— ПРИВЕДЁННЫЙ ФРАГМЕНТ —
Павел Катаев

музыкальный обозреватель ИД «Компаньон»

Алексей Сюмак: Рад, что это счастье выпало мне 

Композитор оперы Cantos — о скрытой надежде, «спрятанной» в постановке

Поделиться

Мировая премьера только что сочинённой оперы состоится на сцене Пермского театра оперы и балета уже 6 декабря. На сцене — в буквальном смысле: в премьерные вечера сцена станет зрительным залом. Cantos — это «опера наоборот», написанная по мотивам одноимённого эпического цикла американского поэта Эзры Паунда. Композитор Алексей Сюмак раскрыл пару секретов интригующей постановки в интервью «Новому компаньону».

— ПЕРЕЧЕНЬ ЗАПИСЕЙ —
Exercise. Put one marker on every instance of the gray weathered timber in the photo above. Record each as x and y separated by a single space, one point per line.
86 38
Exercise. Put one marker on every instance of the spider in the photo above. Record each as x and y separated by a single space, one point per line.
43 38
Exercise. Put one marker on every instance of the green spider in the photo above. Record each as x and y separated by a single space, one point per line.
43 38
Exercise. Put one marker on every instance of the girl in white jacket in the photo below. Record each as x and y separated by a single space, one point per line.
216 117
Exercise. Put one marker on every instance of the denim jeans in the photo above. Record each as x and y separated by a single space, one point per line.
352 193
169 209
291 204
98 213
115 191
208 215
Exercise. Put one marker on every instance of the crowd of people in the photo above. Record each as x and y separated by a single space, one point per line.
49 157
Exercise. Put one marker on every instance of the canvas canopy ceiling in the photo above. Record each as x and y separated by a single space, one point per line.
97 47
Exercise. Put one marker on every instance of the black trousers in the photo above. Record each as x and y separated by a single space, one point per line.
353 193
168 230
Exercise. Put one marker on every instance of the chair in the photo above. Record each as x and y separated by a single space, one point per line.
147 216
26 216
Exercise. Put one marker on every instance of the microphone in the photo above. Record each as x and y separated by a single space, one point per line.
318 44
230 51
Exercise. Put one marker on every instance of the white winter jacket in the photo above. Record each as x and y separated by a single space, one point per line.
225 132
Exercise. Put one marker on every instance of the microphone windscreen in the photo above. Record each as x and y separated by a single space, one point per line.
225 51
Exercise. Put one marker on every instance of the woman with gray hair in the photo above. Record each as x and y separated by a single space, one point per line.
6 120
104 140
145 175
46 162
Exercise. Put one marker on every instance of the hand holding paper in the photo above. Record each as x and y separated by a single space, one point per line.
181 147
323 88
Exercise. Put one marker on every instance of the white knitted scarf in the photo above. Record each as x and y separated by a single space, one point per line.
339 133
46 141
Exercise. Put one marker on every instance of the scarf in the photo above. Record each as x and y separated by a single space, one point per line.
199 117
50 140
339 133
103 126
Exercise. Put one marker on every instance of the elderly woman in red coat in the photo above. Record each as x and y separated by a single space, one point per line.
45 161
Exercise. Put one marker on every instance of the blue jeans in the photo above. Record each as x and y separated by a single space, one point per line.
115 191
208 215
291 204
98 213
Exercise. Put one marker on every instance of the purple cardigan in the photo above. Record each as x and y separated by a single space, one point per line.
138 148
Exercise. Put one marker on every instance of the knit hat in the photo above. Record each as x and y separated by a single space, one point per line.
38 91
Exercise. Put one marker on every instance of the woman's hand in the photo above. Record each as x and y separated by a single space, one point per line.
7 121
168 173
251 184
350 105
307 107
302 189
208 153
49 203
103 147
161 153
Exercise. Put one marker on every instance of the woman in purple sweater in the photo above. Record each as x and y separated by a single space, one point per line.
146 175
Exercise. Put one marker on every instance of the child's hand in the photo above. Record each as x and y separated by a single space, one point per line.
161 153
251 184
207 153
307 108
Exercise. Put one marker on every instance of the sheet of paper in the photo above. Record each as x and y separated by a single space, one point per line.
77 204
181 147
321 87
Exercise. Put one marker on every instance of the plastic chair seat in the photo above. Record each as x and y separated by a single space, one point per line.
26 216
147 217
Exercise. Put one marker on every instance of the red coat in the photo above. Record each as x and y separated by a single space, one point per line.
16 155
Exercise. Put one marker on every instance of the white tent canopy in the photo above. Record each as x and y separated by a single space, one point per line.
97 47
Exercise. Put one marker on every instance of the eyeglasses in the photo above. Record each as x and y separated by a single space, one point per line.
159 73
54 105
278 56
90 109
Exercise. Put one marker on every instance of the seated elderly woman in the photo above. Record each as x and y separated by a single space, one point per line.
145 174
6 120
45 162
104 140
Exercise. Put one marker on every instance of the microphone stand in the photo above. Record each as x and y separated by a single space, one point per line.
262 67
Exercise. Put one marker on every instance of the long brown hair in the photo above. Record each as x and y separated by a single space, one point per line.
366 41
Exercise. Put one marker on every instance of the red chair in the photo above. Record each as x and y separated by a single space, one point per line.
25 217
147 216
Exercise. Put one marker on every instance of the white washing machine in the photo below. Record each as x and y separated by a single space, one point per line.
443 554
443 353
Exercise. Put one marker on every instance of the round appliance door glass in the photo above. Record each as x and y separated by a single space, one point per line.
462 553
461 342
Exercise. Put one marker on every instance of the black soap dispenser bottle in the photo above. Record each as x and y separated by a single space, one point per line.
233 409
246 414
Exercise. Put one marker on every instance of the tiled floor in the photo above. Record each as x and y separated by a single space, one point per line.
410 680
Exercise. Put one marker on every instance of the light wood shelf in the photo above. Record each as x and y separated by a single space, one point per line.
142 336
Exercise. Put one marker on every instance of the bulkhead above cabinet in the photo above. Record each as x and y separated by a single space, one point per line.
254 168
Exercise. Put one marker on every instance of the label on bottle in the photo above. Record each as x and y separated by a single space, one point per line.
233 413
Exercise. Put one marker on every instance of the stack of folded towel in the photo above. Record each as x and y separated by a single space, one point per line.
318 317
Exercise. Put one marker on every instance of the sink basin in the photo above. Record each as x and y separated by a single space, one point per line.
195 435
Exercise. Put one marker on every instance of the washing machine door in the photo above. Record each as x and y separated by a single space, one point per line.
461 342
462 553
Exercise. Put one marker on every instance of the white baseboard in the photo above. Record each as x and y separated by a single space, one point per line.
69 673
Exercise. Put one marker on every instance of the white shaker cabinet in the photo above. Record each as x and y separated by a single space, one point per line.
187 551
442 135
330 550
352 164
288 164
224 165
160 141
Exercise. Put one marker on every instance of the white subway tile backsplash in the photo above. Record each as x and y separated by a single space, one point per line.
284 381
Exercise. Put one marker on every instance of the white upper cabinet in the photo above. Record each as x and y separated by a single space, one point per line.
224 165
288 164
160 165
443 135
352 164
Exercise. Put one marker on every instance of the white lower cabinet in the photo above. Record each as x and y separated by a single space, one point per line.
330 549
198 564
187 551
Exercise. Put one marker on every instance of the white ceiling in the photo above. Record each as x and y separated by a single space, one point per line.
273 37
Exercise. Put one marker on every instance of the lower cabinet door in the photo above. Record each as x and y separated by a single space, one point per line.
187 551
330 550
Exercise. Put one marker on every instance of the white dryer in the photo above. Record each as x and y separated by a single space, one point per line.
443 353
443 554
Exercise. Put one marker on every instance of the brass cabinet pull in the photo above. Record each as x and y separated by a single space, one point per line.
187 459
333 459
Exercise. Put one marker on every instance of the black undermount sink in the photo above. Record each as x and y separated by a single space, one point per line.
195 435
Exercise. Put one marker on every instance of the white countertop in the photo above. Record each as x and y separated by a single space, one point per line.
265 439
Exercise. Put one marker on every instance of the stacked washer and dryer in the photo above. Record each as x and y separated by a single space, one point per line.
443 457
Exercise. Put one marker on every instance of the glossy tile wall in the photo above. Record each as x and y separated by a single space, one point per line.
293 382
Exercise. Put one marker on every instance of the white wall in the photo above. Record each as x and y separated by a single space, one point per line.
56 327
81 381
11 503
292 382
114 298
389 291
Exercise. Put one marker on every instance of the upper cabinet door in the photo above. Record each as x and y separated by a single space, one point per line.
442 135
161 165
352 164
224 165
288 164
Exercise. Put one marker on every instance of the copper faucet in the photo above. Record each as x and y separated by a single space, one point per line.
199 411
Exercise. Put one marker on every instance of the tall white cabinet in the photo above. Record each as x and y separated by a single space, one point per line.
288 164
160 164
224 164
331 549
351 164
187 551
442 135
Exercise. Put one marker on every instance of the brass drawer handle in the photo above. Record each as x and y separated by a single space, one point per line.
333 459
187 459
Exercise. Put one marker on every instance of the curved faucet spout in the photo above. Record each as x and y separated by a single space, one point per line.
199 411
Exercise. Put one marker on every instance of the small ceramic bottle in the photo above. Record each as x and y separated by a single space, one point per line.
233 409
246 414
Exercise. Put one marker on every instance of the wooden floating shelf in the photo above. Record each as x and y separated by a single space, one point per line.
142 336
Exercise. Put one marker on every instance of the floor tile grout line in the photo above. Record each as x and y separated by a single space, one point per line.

— ЗАДАНИЯ И УПРАЖНЕНИЯ —
[1] Чем, согласно тексту об опере Cantos, станет сцена в премьерные вечера?
[2] Подхватите текст об опере Cantos и продолжите его сразу после последнего предложения.
Записи никак не связаны с текстом об опере Cantos.

— ОТВЕТЫ ПО ЗАДАНИЯМ —
[1] В премьерные вечера сцена станет зрительным залом.

[2]
Сюмак

  Константин Долгановский

Высокий статус преподавателя Московской консерватории иногда уходит на второй план: в качестве композитора Сюмак известен публике лучше. Ещё будучи студентом, он писал музыку, за которую мог получить одновременно звание лауреата на европейском конкурсе и оценку «удовлетворительно» в консерватории. Среди смелых сочинительских экспериментов Алексея Сюмака — композиция о рождении слова из дыхания, изображение мирового модернистского паровоза в сонорной технике, а также «Реквием» — грандиозное посвящение жертвам Второй мировой войны.

Особое место в творчестве композитора занимают оперы, в которых он обращается к наследию поэтов с трагическими судьбами. «Станция» связана с Паулем Целаном, «Немаяковский» — с флагманом русского футуризма. Завершить трилогию призвана опера Cantos, вдохновлённая поэзией Эзры Паунда — ярчайшего представителя американской литературы начала XX века, поддержавшего режим Муссолини, осуждённого за это на родине и после освобождения принявшего обет молчания до конца жизни.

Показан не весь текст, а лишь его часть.